__INSTRUCTION A__: Decide whether each statement below agrees with the passage on learning the Apache server, answering yes or no and quoting the passage's deciding words: (i) HTTPS uses SSL to send data securely; (ii) knowing the HTTP and HTTPS basics is enough to build a serious commercial site; (iii) Apache modules give better performance and robustness than the Java approach mentioned.
__INSTRUCTION B__: Reproduce word for word the part of the passage on learning the Apache server starting at "One crucial topic" and ending at "the Apache basics.".
__INSTRUCTION C__: According to the passage on learning the Apache server, how does the performance of Apache modules compare with that of the fastest conventional CGI scripts?

__READING PASSAGE__:
● ● ● ●

There are many books discussing the configuration and administration of an 
Apache Server (See for example, Linux Apache Web Server Administration 
(Linux Library) by Charles Aulds, Sybex, Nov. 2000.), which can be 
purchased online or from a local bookstore. The Apache Software 
Foundation (http://www.apache.org/) web site contains plenty information 
of the server and related projects. 
    After you have learnt the HTTP basics, you have to learn about HTTPS, 
which utilizes SSL (Secure Socket Layer) to transmit data in a secure way; 
this prepares you to conduct secure e-commerce (see 
http://www.openssl.org). These are foundations of your knowledge of the 
Apache server and after you have acquired the basic concepts, you should be 
able to construct a fancy personal web site. However, your knowledge is not 
enough to build a serious commercial site.
     One crucial topic about Apache that you need to learn is write modules to 
extend it; there's a good book on this written by Stein & MacEachern (L. 
Stein, and D. MacEachern, Writing Apache Modules with Perl and C, 
O'Reilly & Associates, 1999.) Writing apache modules let you go beyond 
simple CGI scripting; apache modules provide performance many times 
greater than the fastest conventional CGI scripts. By utilizing the Apache 
API, you can make your modules memory-leak proof. You can develop 
Apache modules to process images, making secure transactions, streaming 
data or adding many innovative features that you can think of. One may also 
achieve these functionalities using Java Servets but the Apache modules 
approach gives you much better performance and robustness. It may take 
you about six months to master the Apache basics.

● ● ● ●

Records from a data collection
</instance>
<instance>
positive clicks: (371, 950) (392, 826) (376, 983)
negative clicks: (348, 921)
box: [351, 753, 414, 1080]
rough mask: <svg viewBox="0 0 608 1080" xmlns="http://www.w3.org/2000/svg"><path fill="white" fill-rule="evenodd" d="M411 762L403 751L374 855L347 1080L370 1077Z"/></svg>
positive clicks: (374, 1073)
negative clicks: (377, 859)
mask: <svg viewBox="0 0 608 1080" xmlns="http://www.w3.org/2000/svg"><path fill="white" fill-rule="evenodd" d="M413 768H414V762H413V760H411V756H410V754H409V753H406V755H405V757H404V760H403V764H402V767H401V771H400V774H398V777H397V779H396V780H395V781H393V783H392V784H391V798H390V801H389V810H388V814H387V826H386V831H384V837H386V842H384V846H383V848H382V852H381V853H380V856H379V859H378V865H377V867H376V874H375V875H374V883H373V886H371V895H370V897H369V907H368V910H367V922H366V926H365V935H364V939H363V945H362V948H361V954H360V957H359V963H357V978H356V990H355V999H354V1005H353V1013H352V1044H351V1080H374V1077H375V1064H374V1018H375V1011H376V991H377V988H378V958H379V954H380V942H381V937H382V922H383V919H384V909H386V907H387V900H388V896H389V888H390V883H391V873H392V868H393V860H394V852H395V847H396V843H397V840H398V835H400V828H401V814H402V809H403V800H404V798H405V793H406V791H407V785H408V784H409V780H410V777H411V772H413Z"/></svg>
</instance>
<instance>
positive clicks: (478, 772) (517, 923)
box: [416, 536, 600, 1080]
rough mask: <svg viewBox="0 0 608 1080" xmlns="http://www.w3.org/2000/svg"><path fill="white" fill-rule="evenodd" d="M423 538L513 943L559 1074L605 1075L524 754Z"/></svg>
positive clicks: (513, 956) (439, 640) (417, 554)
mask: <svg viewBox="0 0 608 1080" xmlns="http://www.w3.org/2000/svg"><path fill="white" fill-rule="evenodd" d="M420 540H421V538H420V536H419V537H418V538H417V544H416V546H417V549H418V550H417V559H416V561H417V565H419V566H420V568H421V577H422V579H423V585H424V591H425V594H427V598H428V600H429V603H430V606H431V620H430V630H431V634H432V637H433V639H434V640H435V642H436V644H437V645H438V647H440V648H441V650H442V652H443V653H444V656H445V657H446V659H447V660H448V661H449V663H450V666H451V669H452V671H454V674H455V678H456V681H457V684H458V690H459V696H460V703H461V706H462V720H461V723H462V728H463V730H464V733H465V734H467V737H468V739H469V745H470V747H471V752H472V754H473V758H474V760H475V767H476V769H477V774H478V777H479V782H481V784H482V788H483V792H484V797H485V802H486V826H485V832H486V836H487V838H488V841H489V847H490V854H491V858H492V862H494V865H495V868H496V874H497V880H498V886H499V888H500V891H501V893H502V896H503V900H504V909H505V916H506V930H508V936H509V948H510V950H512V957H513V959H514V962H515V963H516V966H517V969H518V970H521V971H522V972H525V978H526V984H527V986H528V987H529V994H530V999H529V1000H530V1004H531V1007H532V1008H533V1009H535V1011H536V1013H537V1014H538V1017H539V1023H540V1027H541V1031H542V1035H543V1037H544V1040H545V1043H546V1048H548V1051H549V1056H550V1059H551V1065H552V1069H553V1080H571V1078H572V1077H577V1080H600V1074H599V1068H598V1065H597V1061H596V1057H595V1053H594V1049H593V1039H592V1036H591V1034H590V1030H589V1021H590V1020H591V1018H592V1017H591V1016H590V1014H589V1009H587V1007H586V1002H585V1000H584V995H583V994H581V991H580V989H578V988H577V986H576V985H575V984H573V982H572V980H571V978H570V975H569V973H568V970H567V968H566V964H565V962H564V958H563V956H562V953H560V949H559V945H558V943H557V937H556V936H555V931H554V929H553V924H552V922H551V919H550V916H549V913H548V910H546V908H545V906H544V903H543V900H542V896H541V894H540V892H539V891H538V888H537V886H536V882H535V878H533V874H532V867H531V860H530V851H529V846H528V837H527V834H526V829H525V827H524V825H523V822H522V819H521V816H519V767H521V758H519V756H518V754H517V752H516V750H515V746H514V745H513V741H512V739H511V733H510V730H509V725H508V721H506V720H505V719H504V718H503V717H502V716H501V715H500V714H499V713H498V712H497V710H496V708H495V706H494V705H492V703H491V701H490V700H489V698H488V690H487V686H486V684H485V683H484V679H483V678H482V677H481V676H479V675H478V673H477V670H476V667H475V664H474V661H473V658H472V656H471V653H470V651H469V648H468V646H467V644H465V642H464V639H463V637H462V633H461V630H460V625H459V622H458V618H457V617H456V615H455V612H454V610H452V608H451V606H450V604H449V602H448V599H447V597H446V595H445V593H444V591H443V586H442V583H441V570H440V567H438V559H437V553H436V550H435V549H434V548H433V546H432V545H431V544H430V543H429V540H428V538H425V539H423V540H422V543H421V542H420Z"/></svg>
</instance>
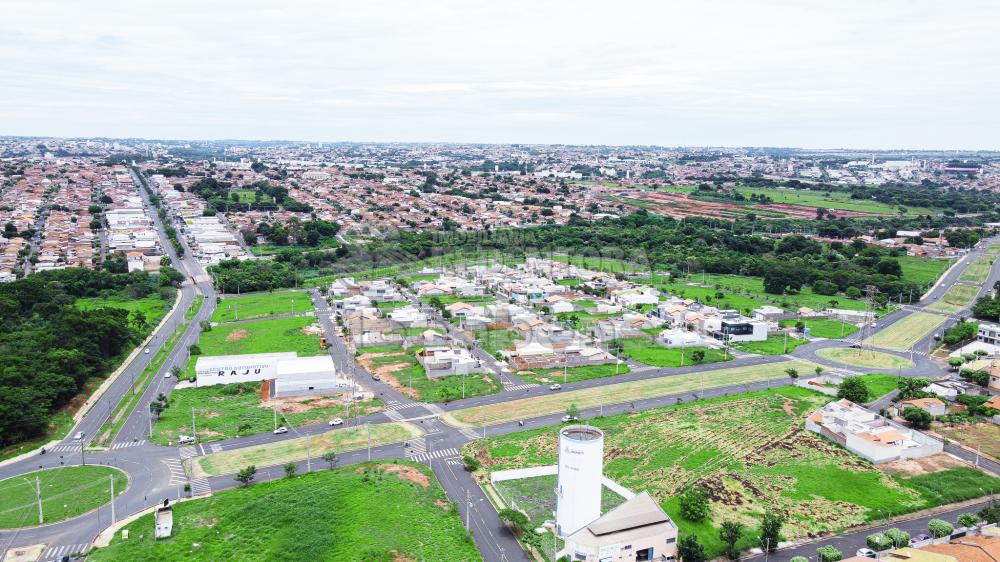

● ● ● ●

__REPLY A__:
(i) Yes: "which utilizes SSL (Secure Socket Layer) to transmit data in a secure way"
(ii) No: "However, your knowledge is not enough to build a serious commercial site."
(iii) Yes: "the Apache modules approach gives you much better performance and robustness"

__REPLY B__:
One crucial topic about Apache that you need to learn is write modules to 
extend it; there's a good book on this written by Stein & MacEachern (L. 
Stein, and D. MacEachern, Writing Apache Modules with Perl and C, 
O'Reilly & Associates, 1999.) Writing apache modules let you go beyond 
simple CGI scripting; apache modules provide performance many times 
greater than the fastest conventional CGI scripts. By utilizing the Apache 
API, you can make your modules memory-leak proof. You can develop 
Apache modules to process images, making secure transactions, streaming 
data or adding many innovative features that you can think of. One may also 
achieve these functionalities using Java Servets but the Apache modules 
approach gives you much better performance and robustness. It may take 
you about six months to master the Apache basics.

__REPLY C__: Apache modules provide performance many times greater than the fastest conventional CGI scripts.